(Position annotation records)
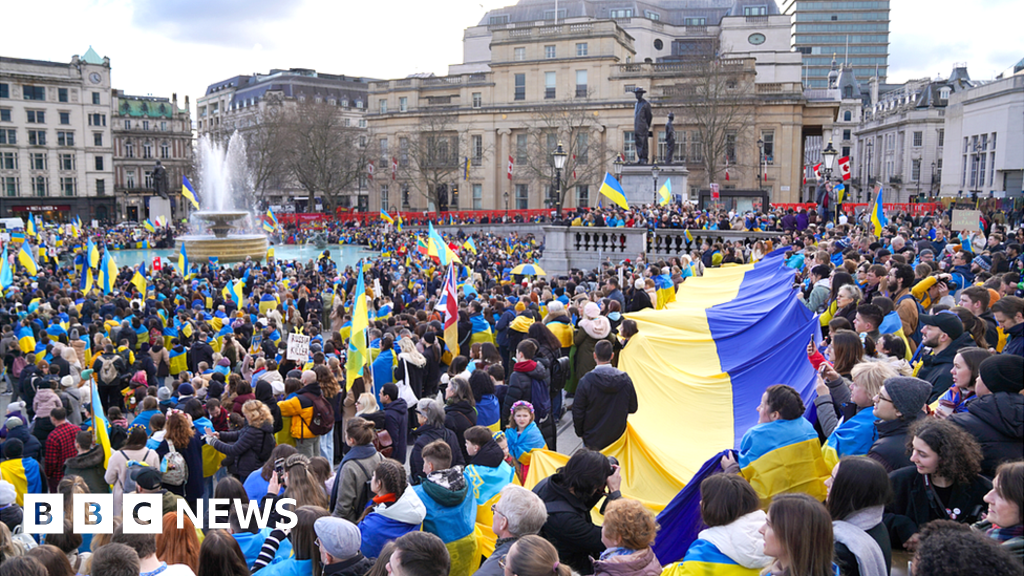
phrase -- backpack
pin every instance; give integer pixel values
(128, 487)
(322, 420)
(541, 398)
(109, 373)
(174, 467)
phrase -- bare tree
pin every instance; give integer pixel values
(324, 156)
(716, 96)
(570, 123)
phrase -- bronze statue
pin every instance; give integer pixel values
(670, 138)
(641, 125)
(160, 182)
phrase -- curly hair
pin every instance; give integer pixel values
(631, 523)
(960, 454)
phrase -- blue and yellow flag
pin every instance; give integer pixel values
(611, 189)
(188, 192)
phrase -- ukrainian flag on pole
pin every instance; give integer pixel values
(613, 191)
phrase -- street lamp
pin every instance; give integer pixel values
(654, 172)
(559, 157)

_Instructions for the task_
Copy every line of the items above word for word, leaving out the pictures.

_Complete response_
phrase -- backpack
pin every instance; give integer pixel values
(128, 487)
(322, 420)
(541, 398)
(109, 373)
(174, 467)
phrase -- bare tree
pin every instance; give integer pixel values
(324, 156)
(716, 96)
(570, 123)
phrase -- bronze statue
pin every instance; give integer pixel values
(670, 138)
(641, 125)
(160, 182)
phrase -- curly hair
pin every instance; give integer pixel values
(631, 523)
(960, 454)
phrase -- blue and yellow flag
pin every instance; give integer pixel values
(611, 189)
(188, 192)
phrase -- ukrainian flag on pole
pin every instance; give integer pixel values
(613, 191)
phrase -- street lamp
pin every instance; give integer pixel values
(654, 172)
(559, 157)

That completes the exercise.